**SUPPLIED RECORDS:**

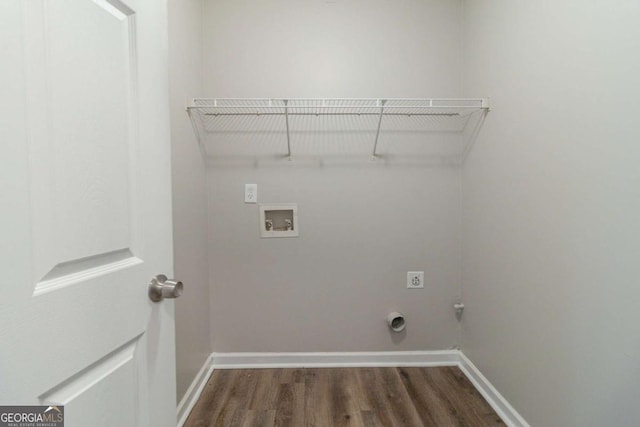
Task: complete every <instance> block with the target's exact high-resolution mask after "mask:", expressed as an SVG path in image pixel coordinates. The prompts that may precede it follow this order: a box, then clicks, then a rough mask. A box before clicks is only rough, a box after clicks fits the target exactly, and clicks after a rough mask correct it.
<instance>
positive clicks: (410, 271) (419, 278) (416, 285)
mask: <svg viewBox="0 0 640 427" xmlns="http://www.w3.org/2000/svg"><path fill="white" fill-rule="evenodd" d="M422 288H424V271H409V272H407V289H422Z"/></svg>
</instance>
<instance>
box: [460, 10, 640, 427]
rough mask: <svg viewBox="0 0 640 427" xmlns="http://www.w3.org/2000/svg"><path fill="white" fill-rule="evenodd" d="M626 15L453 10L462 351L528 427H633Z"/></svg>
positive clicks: (637, 47) (636, 176)
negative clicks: (462, 63) (461, 187)
mask: <svg viewBox="0 0 640 427" xmlns="http://www.w3.org/2000/svg"><path fill="white" fill-rule="evenodd" d="M639 21H640V6H639V4H638V2H630V1H621V2H615V5H613V4H612V3H611V2H607V1H604V0H601V1H589V2H584V1H562V2H558V1H550V0H545V1H539V2H513V1H508V0H502V1H497V0H495V1H475V2H471V1H470V2H466V11H465V24H464V27H465V40H464V46H465V59H466V63H465V67H464V69H465V72H466V74H465V79H464V80H465V83H466V84H465V90H464V93H465V95H468V96H485V95H490V96H491V97H492V104H493V107H494V109H493V111H492V112H491V113H489V116H488V118H487V120H486V121H485V123H484V127H483V129H482V130H481V132H480V134H479V138H478V140H477V141H476V144H475V146H474V148H473V150H472V151H471V153H470V156H469V158H468V159H467V162H466V164H465V166H464V183H463V188H464V199H463V200H464V208H463V211H464V245H463V247H464V257H463V260H464V261H463V265H464V273H463V277H464V279H463V281H464V284H463V297H464V302H465V305H466V309H465V314H464V316H465V319H464V323H463V325H464V326H463V341H462V349H463V351H464V352H465V354H466V355H467V356H469V358H470V359H471V360H472V361H473V362H474V363H475V364H476V365H477V366H478V368H479V369H480V370H481V371H482V372H483V373H484V374H485V375H486V376H487V377H488V379H489V380H490V381H491V382H492V383H493V384H494V385H495V386H496V387H497V388H498V390H500V392H501V393H502V394H503V395H504V396H505V397H506V398H507V399H508V400H509V401H510V402H511V403H512V404H513V406H515V408H516V409H517V410H518V411H520V413H521V414H522V415H523V416H524V417H525V419H527V421H528V422H529V423H530V424H531V425H533V426H550V427H552V426H604V425H616V426H636V425H640V406H639V405H638V404H637V396H638V386H639V383H638V381H639V378H640V364H639V363H638V361H639V360H640V339H639V337H640V312H639V311H638V309H637V306H638V303H639V302H640V287H639V286H638V277H640V221H639V220H638V219H639V218H640V185H639V184H640V167H639V166H638V160H639V159H640V144H638V142H639V141H640V127H639V126H638V120H637V116H638V112H639V111H640V84H638V81H639V80H638V76H640V55H638V52H640V26H639V25H638V22H639Z"/></svg>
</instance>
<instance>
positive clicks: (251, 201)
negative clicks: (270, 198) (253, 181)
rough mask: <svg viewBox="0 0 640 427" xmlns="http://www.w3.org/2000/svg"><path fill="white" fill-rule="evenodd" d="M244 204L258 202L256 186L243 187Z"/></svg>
mask: <svg viewBox="0 0 640 427" xmlns="http://www.w3.org/2000/svg"><path fill="white" fill-rule="evenodd" d="M244 202H245V203H257V202H258V184H245V185H244Z"/></svg>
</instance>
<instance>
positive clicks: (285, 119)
mask: <svg viewBox="0 0 640 427" xmlns="http://www.w3.org/2000/svg"><path fill="white" fill-rule="evenodd" d="M283 102H284V120H285V122H286V124H287V151H288V155H289V161H291V160H292V159H291V137H290V135H289V107H288V105H287V104H289V100H288V99H283Z"/></svg>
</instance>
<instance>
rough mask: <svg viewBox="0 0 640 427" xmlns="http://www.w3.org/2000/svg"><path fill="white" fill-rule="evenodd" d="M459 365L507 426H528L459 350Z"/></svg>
mask: <svg viewBox="0 0 640 427" xmlns="http://www.w3.org/2000/svg"><path fill="white" fill-rule="evenodd" d="M459 367H460V370H461V371H462V372H464V374H465V375H466V376H467V378H469V381H471V384H473V386H474V387H475V388H476V390H478V392H479V393H480V394H481V395H482V397H484V399H485V400H486V401H487V403H489V405H491V407H492V408H493V410H494V411H496V413H497V414H498V415H499V416H500V418H502V421H504V423H505V424H506V425H508V426H509V427H530V426H529V423H527V422H526V421H525V419H524V418H522V416H521V415H520V414H519V413H518V411H516V410H515V409H514V408H513V406H511V404H510V403H509V402H508V401H507V399H505V398H504V396H502V395H501V394H500V392H498V390H496V388H495V387H494V386H493V385H492V384H491V383H490V382H489V380H488V379H486V378H485V376H484V375H482V373H481V372H480V370H478V368H476V366H475V365H474V364H473V363H471V361H470V360H469V359H468V358H467V356H465V355H464V353H462V352H460V363H459Z"/></svg>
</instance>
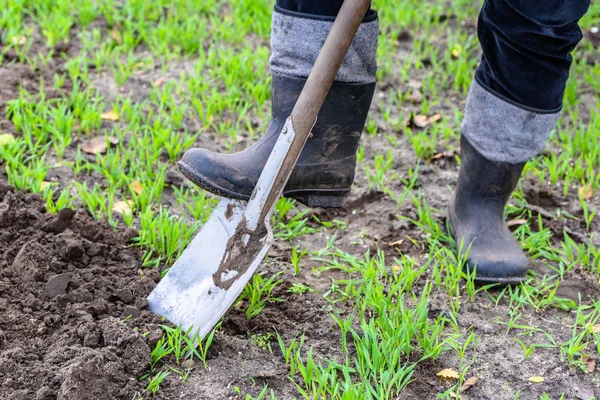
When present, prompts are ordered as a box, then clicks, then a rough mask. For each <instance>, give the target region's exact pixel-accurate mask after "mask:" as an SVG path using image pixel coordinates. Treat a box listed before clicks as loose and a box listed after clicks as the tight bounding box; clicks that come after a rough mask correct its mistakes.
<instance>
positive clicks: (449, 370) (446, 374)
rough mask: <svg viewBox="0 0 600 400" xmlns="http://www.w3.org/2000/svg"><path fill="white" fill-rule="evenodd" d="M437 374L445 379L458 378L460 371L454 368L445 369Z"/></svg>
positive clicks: (446, 379) (453, 378)
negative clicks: (458, 371)
mask: <svg viewBox="0 0 600 400" xmlns="http://www.w3.org/2000/svg"><path fill="white" fill-rule="evenodd" d="M436 375H437V376H439V377H440V378H442V379H444V380H451V379H458V372H456V371H455V370H453V369H452V368H446V369H443V370H441V371H440V372H438V373H437V374H436Z"/></svg>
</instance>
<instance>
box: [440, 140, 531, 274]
mask: <svg viewBox="0 0 600 400" xmlns="http://www.w3.org/2000/svg"><path fill="white" fill-rule="evenodd" d="M460 143H461V166H460V173H459V176H458V185H457V188H456V191H455V192H454V195H453V197H452V200H451V202H450V205H449V207H448V221H449V224H450V230H451V233H452V235H453V236H454V239H455V240H456V245H457V247H459V248H460V249H461V250H460V251H461V252H462V254H463V255H464V254H465V253H467V251H468V257H467V265H466V267H467V268H468V269H469V270H470V271H473V270H475V271H476V275H475V281H476V282H477V283H480V284H488V283H500V284H515V283H519V282H521V281H523V280H524V279H525V278H526V276H527V269H528V267H527V265H528V261H527V257H526V256H525V253H523V250H521V247H520V246H519V243H518V242H517V240H516V239H515V238H514V237H513V236H512V234H511V232H510V231H509V229H508V227H507V226H506V222H505V220H504V206H505V205H506V203H507V201H508V199H509V197H510V195H511V193H512V191H513V190H514V188H515V187H516V186H517V183H518V181H519V177H520V176H521V172H522V171H523V167H524V166H525V163H519V164H508V163H503V162H494V161H489V160H487V159H486V158H485V157H483V156H482V155H481V154H479V153H478V152H477V150H475V148H473V146H471V144H470V143H469V142H468V141H467V139H466V138H465V137H464V136H463V137H462V138H461V142H460ZM461 243H462V248H461V247H460V246H461ZM469 246H470V249H469Z"/></svg>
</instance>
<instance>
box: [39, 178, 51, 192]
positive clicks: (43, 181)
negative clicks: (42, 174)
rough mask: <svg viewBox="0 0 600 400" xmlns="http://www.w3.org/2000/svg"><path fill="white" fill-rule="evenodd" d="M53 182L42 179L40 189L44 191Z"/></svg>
mask: <svg viewBox="0 0 600 400" xmlns="http://www.w3.org/2000/svg"><path fill="white" fill-rule="evenodd" d="M50 184H51V182H46V181H42V182H40V190H41V191H42V192H43V191H44V190H46V188H47V187H48V186H50Z"/></svg>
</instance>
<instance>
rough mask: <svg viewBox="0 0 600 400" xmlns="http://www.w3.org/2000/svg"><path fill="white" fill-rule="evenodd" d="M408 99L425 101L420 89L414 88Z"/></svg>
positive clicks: (407, 98)
mask: <svg viewBox="0 0 600 400" xmlns="http://www.w3.org/2000/svg"><path fill="white" fill-rule="evenodd" d="M406 99H407V100H408V101H409V102H411V103H415V104H418V103H421V102H422V101H423V95H422V94H421V92H419V91H418V90H413V91H412V92H411V94H409V95H408V97H407V98H406Z"/></svg>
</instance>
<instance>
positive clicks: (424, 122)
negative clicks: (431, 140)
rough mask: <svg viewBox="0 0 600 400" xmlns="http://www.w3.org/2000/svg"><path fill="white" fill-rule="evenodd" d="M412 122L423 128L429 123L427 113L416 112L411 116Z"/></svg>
mask: <svg viewBox="0 0 600 400" xmlns="http://www.w3.org/2000/svg"><path fill="white" fill-rule="evenodd" d="M413 124H415V126H416V127H417V128H425V127H426V126H427V125H429V118H427V115H423V114H417V115H415V116H414V117H413Z"/></svg>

**WHAT THE TASK REQUIRES:**
Count the lines of the listing above that contain the string "positive", and give only that number.

**REPLY:**
9